## EXCERPTED PASSAGE
▶
Having (probably) failed in their attempt with Italy to derail the unitary patent package by poking the enhanced cooperation procedure with “the soft cushions” (see here), Spain has now wheeled out “the Comfy chair” and is bringing two further cases in front of the CJEU to try and stop the unitary patent system from going forward. (Those of you wondering why I’ve suddenly developed a soft furnishings fixation are respectfully referred here.)
Yes, Spain has now filed actions C-146/13 and C-147/13 at the CJEU against the European Parliament and the European Council (against Council Regulation (EU) No 1257/2012 [implementing enhanced cooperation in the area of the creation of unitary patent protection] & Council Regulation (EU) No 1260/2012 of 17 December 2012 [implementing translation arrangements] – see here).
So what does this mean for the prospects of the system?
Well, in our opinion this latest challenge is unlikely to slow the progress of the unitary patent system down too much. Indeed, we can’t help but feel that the reaction of the other EU countries is likely to be one or more of: “Bring it”, “Come and have a go if you think you’re hard enough” and “Call that a legal challenge? That’s just a flesh wound.”
It should be considered that the European Commission, the EPO and all the participating member states within the enhanced cooperation procedure are expending large amounts of time and resources in getting the system ready. In particular, everyone is now busy trying to take the new unified patent court from zero to fully operational within a year or so (which process comprises finding and training judges, setting up a mammoth IT system, setting up the local, regional and central divisions to name just a few tasks that are currently underway).
◀
## WRITTEN TASKS
**A.** Write out the passage of the unitary patent post starting with "It should be" and going on through "are currently underway).".
**B.** Continue the post on Spain's challenge to the unitary patent package from where it stops.

## LISTING
▶
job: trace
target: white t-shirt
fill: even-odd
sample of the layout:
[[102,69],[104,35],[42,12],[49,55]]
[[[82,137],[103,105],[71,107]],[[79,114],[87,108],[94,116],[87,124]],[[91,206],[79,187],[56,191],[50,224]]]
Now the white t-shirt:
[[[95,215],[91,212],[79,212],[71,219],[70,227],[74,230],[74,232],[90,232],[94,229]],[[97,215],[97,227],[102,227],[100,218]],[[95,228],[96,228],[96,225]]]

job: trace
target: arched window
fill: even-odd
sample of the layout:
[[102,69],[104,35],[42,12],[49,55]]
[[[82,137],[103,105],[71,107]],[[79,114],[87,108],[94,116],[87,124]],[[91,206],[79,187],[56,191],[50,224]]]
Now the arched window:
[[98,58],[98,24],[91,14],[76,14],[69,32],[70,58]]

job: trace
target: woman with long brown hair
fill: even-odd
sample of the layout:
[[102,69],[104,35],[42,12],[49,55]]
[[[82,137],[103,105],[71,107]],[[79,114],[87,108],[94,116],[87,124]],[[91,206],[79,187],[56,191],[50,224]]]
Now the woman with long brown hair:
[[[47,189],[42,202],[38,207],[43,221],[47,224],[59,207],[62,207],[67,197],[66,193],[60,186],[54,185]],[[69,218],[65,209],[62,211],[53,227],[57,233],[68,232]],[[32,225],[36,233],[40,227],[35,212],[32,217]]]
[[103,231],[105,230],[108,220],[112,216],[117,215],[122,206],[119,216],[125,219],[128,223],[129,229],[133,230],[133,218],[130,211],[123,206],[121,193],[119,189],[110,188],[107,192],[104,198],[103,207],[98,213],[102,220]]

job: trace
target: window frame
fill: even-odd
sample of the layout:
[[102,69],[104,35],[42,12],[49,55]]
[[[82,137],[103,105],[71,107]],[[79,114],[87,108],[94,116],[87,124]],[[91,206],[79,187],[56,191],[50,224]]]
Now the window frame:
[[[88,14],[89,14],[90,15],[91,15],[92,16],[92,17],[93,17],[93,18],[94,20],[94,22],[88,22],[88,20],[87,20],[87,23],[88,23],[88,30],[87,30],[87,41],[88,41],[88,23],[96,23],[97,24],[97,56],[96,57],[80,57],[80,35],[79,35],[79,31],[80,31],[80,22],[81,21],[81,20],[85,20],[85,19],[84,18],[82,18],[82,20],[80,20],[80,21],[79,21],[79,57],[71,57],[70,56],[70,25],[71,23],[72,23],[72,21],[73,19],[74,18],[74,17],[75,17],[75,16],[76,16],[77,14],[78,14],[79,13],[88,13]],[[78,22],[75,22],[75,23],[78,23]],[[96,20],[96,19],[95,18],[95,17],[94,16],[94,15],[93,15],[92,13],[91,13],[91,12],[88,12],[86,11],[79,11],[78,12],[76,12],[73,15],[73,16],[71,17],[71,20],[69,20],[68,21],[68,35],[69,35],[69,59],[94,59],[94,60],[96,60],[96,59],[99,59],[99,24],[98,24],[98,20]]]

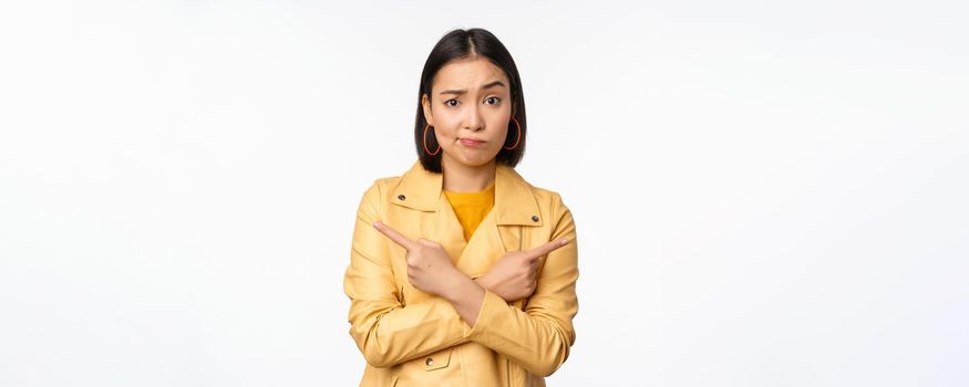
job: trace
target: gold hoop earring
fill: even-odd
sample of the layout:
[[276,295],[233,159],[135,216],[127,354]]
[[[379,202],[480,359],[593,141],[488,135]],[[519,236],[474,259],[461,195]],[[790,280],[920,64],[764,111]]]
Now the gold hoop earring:
[[508,148],[508,147],[504,147],[504,146],[503,146],[503,148],[508,149],[508,150],[512,150],[512,149],[517,148],[517,147],[518,147],[518,143],[522,140],[522,124],[518,124],[518,121],[515,119],[515,117],[512,117],[512,121],[513,121],[513,122],[515,123],[515,125],[518,127],[518,136],[517,136],[517,138],[515,138],[515,145],[512,145],[511,148]]

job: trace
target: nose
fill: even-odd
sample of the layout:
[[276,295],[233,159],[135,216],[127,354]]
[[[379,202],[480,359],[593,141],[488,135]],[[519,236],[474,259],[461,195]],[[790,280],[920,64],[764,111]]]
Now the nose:
[[464,127],[472,132],[481,130],[481,126],[483,121],[481,119],[481,112],[478,112],[477,105],[467,109],[467,117],[465,118]]

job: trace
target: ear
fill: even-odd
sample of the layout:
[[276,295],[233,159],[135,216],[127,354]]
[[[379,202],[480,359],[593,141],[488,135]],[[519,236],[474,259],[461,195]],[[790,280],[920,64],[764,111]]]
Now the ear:
[[431,100],[427,98],[427,94],[421,95],[421,106],[424,107],[424,121],[434,126],[434,115],[431,114]]

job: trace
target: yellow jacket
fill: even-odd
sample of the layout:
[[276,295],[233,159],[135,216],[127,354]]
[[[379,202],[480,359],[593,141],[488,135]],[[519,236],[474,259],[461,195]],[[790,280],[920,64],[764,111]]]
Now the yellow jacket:
[[[471,278],[505,252],[569,243],[542,259],[529,297],[507,303],[486,291],[471,326],[446,300],[408,282],[406,251],[372,227],[378,220],[411,240],[440,242]],[[415,161],[403,176],[377,179],[360,201],[343,279],[350,335],[367,359],[360,386],[545,386],[576,338],[577,247],[559,195],[505,165],[495,171],[495,205],[466,243],[442,175]]]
◀
## PER-TASK ANSWERS
**A.**
It should be considered that the European Commission, the EPO and all the participating member states within the enhanced cooperation procedure are expending large amounts of time and resources in getting the system ready. In particular, everyone is now busy trying to take the new unified patent court from zero to fully operational within a year or so (which process comprises finding and training judges, setting up a mammoth IT system, setting up the local, regional and central divisions to name just a few tasks that are currently underway).

**B.**
To think that all this will be put on hold while this latest challenge plays out over the next couple of years seems unlikely.
It should also be considered that the previous challenge in the joined cases from Spain and Italy (C-274/11 and C-295/11 respectively) is still ongoing (the Advocate General having delivered an opinion in December 2012 and the CJEU decision still pending) and this hasn’t stopped the flurry of activity leading up to the agreement of the final texts and the signing of the UPC agreement.
What is interesting to consider is where we’ll be when this latest challenge concludes. Ratification of the UPC agreement is expected to bring the system into effect in 2014 or 2015 which would seem to coincide fairly neatly with the outcome of C-146/13 and C-147/13.
Mark Richardson 28 March 2013
“Your mother was a hamster and your father smelt of elderberries”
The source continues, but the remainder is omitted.